**EXTRACTED RECORDS:**

------------------------------

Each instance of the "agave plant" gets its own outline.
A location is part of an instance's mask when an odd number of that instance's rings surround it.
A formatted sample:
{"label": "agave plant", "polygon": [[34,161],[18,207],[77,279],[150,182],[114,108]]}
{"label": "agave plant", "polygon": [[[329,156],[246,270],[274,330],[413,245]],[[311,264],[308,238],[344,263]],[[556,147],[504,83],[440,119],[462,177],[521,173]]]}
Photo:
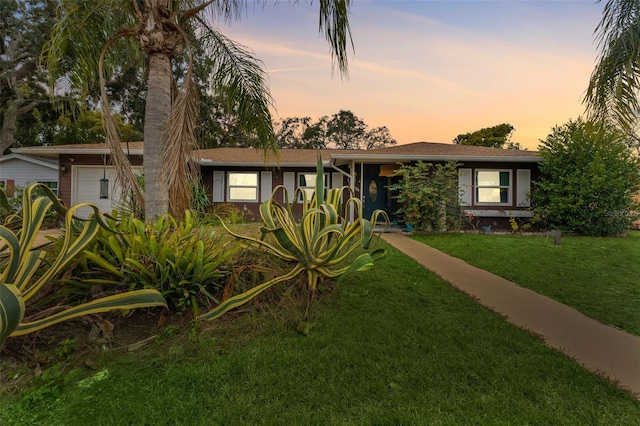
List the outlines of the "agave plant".
{"label": "agave plant", "polygon": [[[34,192],[38,188],[45,195],[33,199]],[[0,199],[6,200],[6,194],[2,190],[0,194]],[[82,207],[92,208],[95,214],[89,220],[80,222],[80,233],[76,237],[71,231],[75,219],[74,213]],[[64,214],[66,232],[55,259],[50,264],[42,266],[46,251],[34,247],[34,243],[50,208],[55,208],[59,213]],[[22,226],[15,233],[6,226],[0,226],[0,345],[9,336],[32,333],[87,314],[116,309],[166,306],[164,298],[158,291],[138,290],[107,296],[78,306],[64,307],[60,312],[24,322],[26,303],[83,250],[96,235],[100,226],[106,225],[96,206],[80,203],[67,209],[53,192],[42,184],[32,184],[25,189],[21,219]],[[6,221],[15,222],[15,216],[8,217]],[[36,272],[39,273],[37,277],[35,277]]]}
{"label": "agave plant", "polygon": [[[280,190],[284,192],[284,204],[275,199],[276,193]],[[345,202],[343,210],[345,193],[350,197]],[[297,220],[293,214],[293,206],[300,198],[302,215],[300,220]],[[357,217],[350,221],[352,210]],[[218,318],[229,310],[247,303],[274,284],[290,280],[302,272],[307,273],[307,288],[313,296],[321,277],[342,278],[351,272],[371,269],[374,262],[385,255],[384,249],[377,249],[360,254],[355,260],[348,262],[358,247],[368,249],[374,235],[373,226],[378,219],[383,219],[388,226],[389,218],[384,211],[376,210],[369,220],[365,219],[362,203],[349,187],[325,190],[324,169],[320,156],[315,192],[311,199],[308,199],[305,191],[298,188],[292,202],[289,202],[287,189],[278,186],[274,189],[271,199],[260,205],[260,216],[264,222],[260,238],[236,234],[227,228],[224,221],[221,223],[226,231],[236,238],[256,243],[275,256],[295,262],[295,266],[285,275],[224,300],[216,308],[200,316],[201,319]],[[266,240],[268,235],[273,236],[269,241]]]}

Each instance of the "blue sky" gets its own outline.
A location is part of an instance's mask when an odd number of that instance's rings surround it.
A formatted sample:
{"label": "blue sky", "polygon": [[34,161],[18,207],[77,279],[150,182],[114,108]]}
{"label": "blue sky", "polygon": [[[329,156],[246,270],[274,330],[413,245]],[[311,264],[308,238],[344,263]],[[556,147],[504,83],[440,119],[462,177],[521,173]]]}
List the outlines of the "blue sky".
{"label": "blue sky", "polygon": [[535,149],[584,111],[600,3],[354,0],[348,79],[332,72],[317,8],[268,3],[220,25],[264,62],[276,118],[347,109],[399,143],[506,122]]}

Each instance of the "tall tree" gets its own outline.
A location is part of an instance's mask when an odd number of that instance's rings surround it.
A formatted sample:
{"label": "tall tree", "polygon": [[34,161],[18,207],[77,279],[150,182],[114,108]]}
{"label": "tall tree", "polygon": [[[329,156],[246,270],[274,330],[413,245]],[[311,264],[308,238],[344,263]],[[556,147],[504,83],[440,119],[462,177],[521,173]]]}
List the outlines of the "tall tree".
{"label": "tall tree", "polygon": [[293,149],[317,149],[324,148],[322,146],[314,146],[313,143],[308,144],[304,138],[305,131],[309,128],[311,117],[288,117],[283,118],[276,123],[276,141],[279,148]]}
{"label": "tall tree", "polygon": [[628,131],[640,110],[640,0],[608,0],[596,40],[600,55],[584,98],[587,111]]}
{"label": "tall tree", "polygon": [[[456,136],[453,143],[459,145],[488,146],[492,148],[503,148],[509,143],[513,126],[503,123],[493,127],[485,127],[471,133],[464,133]],[[512,145],[515,147],[515,145]]]}
{"label": "tall tree", "polygon": [[397,142],[391,137],[387,126],[376,127],[367,132],[364,138],[364,149],[379,149],[395,145]]}
{"label": "tall tree", "polygon": [[[261,146],[275,145],[269,112],[272,100],[262,64],[214,26],[218,20],[240,19],[246,4],[246,0],[61,0],[60,19],[47,46],[48,63],[54,70],[60,68],[64,52],[73,50],[79,60],[73,64],[71,81],[87,89],[94,77],[99,77],[112,157],[121,173],[120,181],[133,189],[138,200],[143,198],[142,193],[108,113],[106,81],[123,64],[139,60],[139,52],[144,54],[144,206],[148,219],[166,212],[182,216],[190,202],[190,179],[196,167],[187,160],[191,158],[198,114],[191,49],[195,40],[208,58],[211,90],[234,103],[239,122],[251,129]],[[319,1],[319,29],[343,74],[347,71],[347,43],[351,41],[350,5],[351,0]],[[177,81],[172,63],[181,54],[186,55],[188,65],[186,74]]]}
{"label": "tall tree", "polygon": [[367,125],[353,112],[341,110],[327,124],[329,143],[338,149],[358,149],[363,144]]}
{"label": "tall tree", "polygon": [[46,0],[0,0],[0,156],[16,139],[18,121],[49,101],[38,57],[55,17]]}

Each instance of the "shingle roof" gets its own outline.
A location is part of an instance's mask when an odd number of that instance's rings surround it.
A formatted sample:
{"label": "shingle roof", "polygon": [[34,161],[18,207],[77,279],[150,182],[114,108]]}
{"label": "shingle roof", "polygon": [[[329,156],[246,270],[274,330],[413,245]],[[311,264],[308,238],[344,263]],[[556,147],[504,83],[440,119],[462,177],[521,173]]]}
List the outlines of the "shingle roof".
{"label": "shingle roof", "polygon": [[230,164],[264,165],[265,159],[268,165],[314,165],[318,160],[318,153],[323,161],[329,161],[331,156],[340,153],[365,153],[363,150],[337,150],[337,149],[281,149],[277,153],[254,148],[213,148],[201,149],[196,156],[202,164]]}
{"label": "shingle roof", "polygon": [[414,142],[405,145],[395,145],[387,148],[366,151],[375,155],[451,155],[477,157],[537,157],[535,151],[489,148],[486,146],[456,145],[451,143]]}
{"label": "shingle roof", "polygon": [[[125,152],[142,155],[143,143],[122,144]],[[21,154],[57,156],[59,154],[108,154],[107,144],[56,145],[47,147],[17,148]],[[425,161],[526,161],[538,162],[542,158],[535,151],[488,148],[483,146],[455,145],[435,142],[415,142],[373,150],[342,149],[281,149],[277,153],[255,148],[212,148],[196,151],[203,165],[268,165],[268,166],[313,166],[318,152],[327,162],[331,159],[344,164],[348,161],[398,162],[403,160]]]}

------------------------------

**ACTIVITY:** Please return all of the material above exactly, minus any pictures.

**EXERCISE RESULT:**
Each instance of the "agave plant" gets its own outline.
A location is part of an instance's mask when an odd number of that instance's rings surround it.
A formatted sample:
{"label": "agave plant", "polygon": [[34,161],[18,207],[77,279],[150,182],[114,108]]}
{"label": "agave plant", "polygon": [[[329,156],[246,270],[274,330],[413,245]],[[311,264],[308,238],[344,263]],[[556,147],[504,83],[440,119],[462,177],[521,173]]]}
Photo:
List the outlines of the "agave plant".
{"label": "agave plant", "polygon": [[[34,192],[38,188],[45,195],[33,199]],[[0,199],[6,200],[6,194],[2,190],[0,194]],[[82,207],[92,208],[95,214],[89,220],[80,222],[80,233],[76,237],[71,231],[75,219],[74,213]],[[64,214],[66,232],[55,259],[50,264],[42,266],[46,251],[34,247],[34,243],[50,208],[55,208],[59,213]],[[22,226],[15,233],[6,226],[0,226],[0,345],[9,336],[32,333],[87,314],[116,309],[166,306],[164,298],[158,291],[138,290],[107,296],[78,306],[64,307],[60,312],[24,322],[26,303],[83,250],[96,235],[100,226],[106,225],[96,206],[80,203],[67,209],[53,192],[42,184],[32,184],[25,189],[21,219]],[[6,221],[15,222],[15,216],[8,217]],[[36,272],[39,273],[37,277],[35,277]]]}
{"label": "agave plant", "polygon": [[[280,190],[284,192],[284,204],[275,199],[276,193]],[[345,202],[343,210],[345,193],[350,197]],[[297,220],[293,214],[293,206],[300,198],[302,215],[300,220]],[[357,217],[350,221],[352,210]],[[218,318],[229,310],[247,303],[274,284],[290,280],[302,272],[307,273],[307,288],[313,296],[321,277],[342,278],[351,272],[371,269],[374,262],[385,255],[384,249],[377,249],[360,254],[355,260],[348,262],[358,247],[368,249],[374,235],[373,226],[378,219],[383,219],[388,226],[389,218],[384,211],[376,210],[369,220],[365,219],[362,203],[349,187],[325,190],[324,169],[320,156],[315,192],[311,199],[308,199],[305,191],[298,188],[292,202],[289,202],[287,189],[278,186],[274,189],[271,199],[260,205],[260,216],[264,222],[260,238],[236,234],[227,228],[224,221],[221,223],[226,231],[236,238],[256,243],[275,256],[295,262],[295,266],[285,275],[224,300],[216,308],[200,316],[201,319]],[[266,240],[268,235],[273,236],[269,241]]]}

Each instance of the "blue sky" gets its own outline.
A location is part of an instance's mask when an odd number of that instance's rings surround it.
A formatted sample:
{"label": "blue sky", "polygon": [[34,161],[18,207],[77,279],[150,182],[114,108]]}
{"label": "blue sky", "polygon": [[[329,156],[246,270],[274,330],[413,245]],[[311,264],[308,238],[344,263]],[[556,147],[504,83],[440,119],[462,177],[521,173]]]}
List the outlines of the "blue sky".
{"label": "blue sky", "polygon": [[535,149],[584,111],[600,3],[354,0],[348,79],[332,72],[317,8],[268,3],[220,25],[264,62],[276,118],[347,109],[399,143],[506,122]]}

Each instance of the "tall tree" gets its own outline.
A location is part of an instance's mask when an odd number of that instance's rings surround it.
A formatted sample:
{"label": "tall tree", "polygon": [[34,161],[18,207],[77,279],[150,182],[114,108]]}
{"label": "tall tree", "polygon": [[[329,156],[246,270],[274,330],[413,245]],[[311,264],[308,238],[344,263]],[[556,147],[504,83],[440,119],[462,177],[521,173]]]}
List the outlines of the "tall tree".
{"label": "tall tree", "polygon": [[293,149],[317,149],[324,148],[322,146],[314,146],[313,143],[308,144],[304,138],[305,131],[309,128],[311,117],[288,117],[283,118],[276,123],[276,141],[279,148]]}
{"label": "tall tree", "polygon": [[628,131],[640,110],[640,0],[608,0],[596,40],[600,55],[584,98],[587,111]]}
{"label": "tall tree", "polygon": [[[456,136],[453,143],[459,145],[488,146],[492,148],[503,148],[509,143],[513,126],[503,123],[493,127],[485,127],[471,133],[464,133]],[[512,145],[515,147],[515,145]]]}
{"label": "tall tree", "polygon": [[397,142],[391,137],[387,126],[376,127],[367,132],[364,138],[364,149],[379,149],[395,145]]}
{"label": "tall tree", "polygon": [[[261,146],[275,145],[269,112],[272,100],[262,64],[214,26],[218,20],[240,19],[246,4],[246,0],[61,0],[60,19],[47,46],[48,63],[54,70],[60,68],[64,52],[73,50],[79,60],[73,64],[71,81],[87,89],[94,77],[99,77],[112,157],[121,173],[120,181],[133,189],[138,200],[143,198],[142,193],[108,113],[106,81],[123,64],[139,60],[139,52],[144,54],[144,206],[148,219],[166,212],[182,216],[190,202],[190,179],[196,167],[187,160],[191,158],[198,114],[191,49],[195,40],[208,58],[211,90],[234,103],[239,122],[251,129]],[[319,1],[319,29],[343,74],[347,71],[347,43],[351,41],[350,5],[351,0]],[[177,81],[172,63],[181,54],[186,55],[188,65],[186,74]]]}
{"label": "tall tree", "polygon": [[367,125],[353,112],[341,110],[327,124],[329,143],[338,149],[358,149],[363,144]]}
{"label": "tall tree", "polygon": [[46,0],[0,0],[0,156],[16,139],[18,121],[49,101],[38,57],[55,17]]}

Each instance of the "shingle roof" gets its own outline.
A location is part of an instance's mask when an odd number of that instance's rings surround it.
A formatted sample:
{"label": "shingle roof", "polygon": [[34,161],[18,207],[77,279],[150,182],[114,108]]}
{"label": "shingle roof", "polygon": [[[329,156],[246,270],[274,330],[413,245]],[[311,264],[308,238],[344,263]],[[556,147],[504,83],[440,119],[462,177],[521,173]]]}
List the outlines of the "shingle roof".
{"label": "shingle roof", "polygon": [[230,164],[264,165],[265,159],[268,165],[314,165],[318,160],[318,153],[323,161],[329,161],[331,156],[340,153],[365,153],[363,150],[337,150],[337,149],[281,149],[277,153],[254,148],[213,148],[201,149],[196,156],[202,164]]}
{"label": "shingle roof", "polygon": [[414,142],[405,145],[395,145],[387,148],[366,151],[375,155],[451,155],[477,157],[537,157],[535,151],[489,148],[486,146],[456,145],[451,143]]}
{"label": "shingle roof", "polygon": [[[125,152],[142,155],[143,143],[122,144]],[[21,154],[57,156],[59,154],[108,154],[107,144],[56,145],[47,147],[17,148]],[[425,161],[526,161],[538,162],[542,158],[535,151],[488,148],[483,146],[455,145],[435,142],[415,142],[373,150],[342,149],[281,149],[277,153],[255,148],[212,148],[196,151],[203,165],[268,165],[268,166],[313,166],[318,152],[327,162],[331,159],[344,164],[348,161],[398,162],[403,160]]]}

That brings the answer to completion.